Attività da svolgere.
1. Nel brano sui viaggi spaziali, chi è il primo Nnoberaveze che si incontra nel romanzo?
2. Continua il brano sui viaggi spaziali a partire dalla sua ultima frase.

Brano scelto.

Consideriamo per esempio il caso dei viaggi spaziali: qui l’impossibilità di andare più veloci della luce sembrerebbe impedirli; questa difficoltà viene qui risolta ingegnosamente supponendo che lo spazio abbia curvature non direttamente osservabili, cosicché due regioni apparentemente distanti dello spazio possono venire a trovarsi vicinissime. Come ci spiega Soññolo (il primo Nnoberaveze che incontriamo nel romanzo): “E quando nell’interrotto drappeggiarsi e dispiegarsi dello spazio, un’area lontana viene mobilmente affiancata per esempio dal vostro sistena solare, voi, coi vostri strumenti, seguitate sempre a vederla alla stessa distanza.

Noi Nnoberavezi invece misuriamo proprio le turbolenze del vuoto. Sappiamo calcolare quando due aree spaziali si sfiorano e quando sfuggono lontane. Abbiamo una conoscenza dei movimenti dello spazio che voi non avete e la usiamo.”

Dati presentati.
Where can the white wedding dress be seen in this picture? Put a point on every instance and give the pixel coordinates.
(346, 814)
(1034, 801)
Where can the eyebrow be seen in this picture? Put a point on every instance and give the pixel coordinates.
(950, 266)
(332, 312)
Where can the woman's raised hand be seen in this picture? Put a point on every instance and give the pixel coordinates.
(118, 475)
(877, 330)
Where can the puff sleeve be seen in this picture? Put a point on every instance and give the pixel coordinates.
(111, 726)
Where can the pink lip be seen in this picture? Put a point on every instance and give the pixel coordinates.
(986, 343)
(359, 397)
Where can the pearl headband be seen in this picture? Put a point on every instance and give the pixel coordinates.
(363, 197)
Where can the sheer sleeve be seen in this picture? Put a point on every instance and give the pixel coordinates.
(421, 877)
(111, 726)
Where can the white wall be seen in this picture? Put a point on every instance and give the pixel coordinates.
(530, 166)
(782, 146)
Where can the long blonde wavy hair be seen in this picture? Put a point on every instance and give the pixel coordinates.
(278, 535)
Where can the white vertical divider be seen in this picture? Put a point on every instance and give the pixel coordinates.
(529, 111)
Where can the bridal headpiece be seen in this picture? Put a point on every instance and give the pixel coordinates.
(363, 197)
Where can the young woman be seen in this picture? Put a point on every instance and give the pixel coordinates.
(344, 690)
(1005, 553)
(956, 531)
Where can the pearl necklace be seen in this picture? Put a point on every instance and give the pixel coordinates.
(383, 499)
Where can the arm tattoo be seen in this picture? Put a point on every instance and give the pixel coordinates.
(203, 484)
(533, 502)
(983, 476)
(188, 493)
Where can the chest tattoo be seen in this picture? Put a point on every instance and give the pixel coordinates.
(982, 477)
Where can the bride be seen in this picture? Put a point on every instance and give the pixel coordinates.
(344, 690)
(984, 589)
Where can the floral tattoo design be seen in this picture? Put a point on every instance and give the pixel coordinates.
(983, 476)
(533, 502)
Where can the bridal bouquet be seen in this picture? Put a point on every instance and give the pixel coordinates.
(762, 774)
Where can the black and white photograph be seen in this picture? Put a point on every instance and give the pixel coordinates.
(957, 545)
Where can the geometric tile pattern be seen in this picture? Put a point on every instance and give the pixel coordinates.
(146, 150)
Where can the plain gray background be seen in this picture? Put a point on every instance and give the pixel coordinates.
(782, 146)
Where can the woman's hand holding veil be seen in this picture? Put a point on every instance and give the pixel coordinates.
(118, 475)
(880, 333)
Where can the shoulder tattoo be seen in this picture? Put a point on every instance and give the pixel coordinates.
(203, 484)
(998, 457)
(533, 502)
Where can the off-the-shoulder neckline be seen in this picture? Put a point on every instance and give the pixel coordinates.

Elenco delle risposte.
1. Soññolo.

2.
L’effetto di realismo è anche dovuto al fatto che la costruzione fantastica di questo mondo è da un lato estremamente complessa, dettagliata e dall’altro ha una sua unità, una sua coerenza interna: andando avanti nel libro il lettore ha l’impressione di vedere diverse fotografie, diversi approfondimenti dello stesso paesaggio. Questo risultato è dovuto anche all’attenzione dell’autrice all’interazione fra le diverse strutture e i diversi piani della realtà.

Per esempio risulta evidente come le condizioni materiali del pianeta condizionano il tipo di vita, di ecosistema, che si sviluppano su Nnoberavez, la civiltà (che non è tecnologica come la nostra), il modo di pensare e di affrontare la vita. Nessuna delle differenze rispetto alla terra è priva di conseguenze: “Se il loro pianeta è veramente enorme e ruota lentamente , è facile che l’atmosfera non si muova. Ma ciò significa che niente di niente gli trasporta i microorganismi, le spore. Perciò, anche per le forme di vita di quel pianeta, non esiste nessuna necessità di adattamento a ambienti differenti”.

Verrebbe quasi da pensare che prima di procedere alla stesura del libro, l’autrice si sia immaginata la conformazione e la psicologia dei Nnoberavezi e poi piano piano, a forza di riflettere, abbia ricostruito il mondo da cui provenivano.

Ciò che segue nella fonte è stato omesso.